▶ _SOURCE EXTRACT_
# # # #
“His India was neither rich nor poor. There were no huge homes and elaborate weddings, nor were there slums and water shortages and child laborers. The middle ground was too confusing to explain to an outsider. It wasn’t exotic or familiar enough.”
In this fun and funny debut, Diksha Basu takes a look at social climbing and keeping up appearances in the world of modern Delhi, India. After a lifetime of hard work and measured success, the Jha family has had a “windfall”; Mr. Jha has sold his website and wants his life to reflect his new wealth. He and his wife are leaving the comfortable yet crowded housing complex in which they have lived for decades (along with their charmingly nosey neighbors) and moving to a virtual mansion in an elite part of town.
Mr. Jha, in particular, wants desperately to display his newfound status, to fit in with an acquisitive and often insecure crowd. His antics and acquisitions are endearing and infuriating in equal measure and are a source of regular snorts and chuckles for the reader. Whether ordering a ridiculously uncomfortable, jewel-encrusted sofa or relishing his son’s failures at an American university as a sign of privilege and excess, Mr. Jha is his own worst enemy. His ever-patient, level-headed wife is his foil. Where Mr. Jha keeps biggering and biggering, Mrs. Jha is content in the quiet life they have been living and has no interest in fitting in with the superficial, country club crowd her husband hopelessly envies. Her new neighbor Mrs. Chopra, who is self-satisfied, spoiled, and shiftless, gives voice to the juxtaposition in hilarious fashion.
“Of course Mrs. Jha didn’t watch Indian Idol, Mrs. Chopra thought. Mrs. Jha probably never did anything enjoyable. Everything probably had to become an issue with her. She did not like the way Mrs. Jha was sitting upright in her simple sari and gold chain looking around the Chopras’ house. Mrs. Chopra knew the type – the so-called intellectual ones who come into money and then buy up homes in the fancy neighborhoods but think they’re too good for the others. They think there’s some moral code to how you spend your money. Mrs. Jha was just this type. She would be the kind to put her arm around a homeless person to make a whole production out of it and then look down her nose at Mrs. Chopra simply because Mrs. Chopra had no desire to get lice herself.”
# # # #
▶ _SOURCE MATERIAL_
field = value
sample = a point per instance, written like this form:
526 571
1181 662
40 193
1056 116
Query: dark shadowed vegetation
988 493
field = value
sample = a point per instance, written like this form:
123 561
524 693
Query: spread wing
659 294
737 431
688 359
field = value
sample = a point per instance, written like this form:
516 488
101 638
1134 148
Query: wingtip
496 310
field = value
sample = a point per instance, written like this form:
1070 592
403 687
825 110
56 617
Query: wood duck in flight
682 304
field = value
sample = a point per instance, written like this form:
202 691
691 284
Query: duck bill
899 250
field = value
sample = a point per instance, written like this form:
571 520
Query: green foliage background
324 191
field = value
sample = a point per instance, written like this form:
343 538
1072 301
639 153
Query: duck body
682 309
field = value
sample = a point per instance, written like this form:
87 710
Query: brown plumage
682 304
# # # #
▶ _INSTRUCTIONS TO FOLLOW_
Write out the passage in the review word for word, starting at "Mr. Jha, in" and ending at "in hilarious fashion.".

▶ _COMPLETED TASK_
Mr. Jha, in particular, wants desperately to display his newfound status, to fit in with an acquisitive and often insecure crowd. His antics and acquisitions are endearing and infuriating in equal measure and are a source of regular snorts and chuckles for the reader. Whether ordering a ridiculously uncomfortable, jewel-encrusted sofa or relishing his son’s failures at an American university as a sign of privilege and excess, Mr. Jha is his own worst enemy. His ever-patient, level-headed wife is his foil. Where Mr. Jha keeps biggering and biggering, Mrs. Jha is content in the quiet life they have been living and has no interest in fitting in with the superficial, country club crowd her husband hopelessly envies. Her new neighbor Mrs. Chopra, who is self-satisfied, spoiled, and shiftless, gives voice to the juxtaposition in hilarious fashion.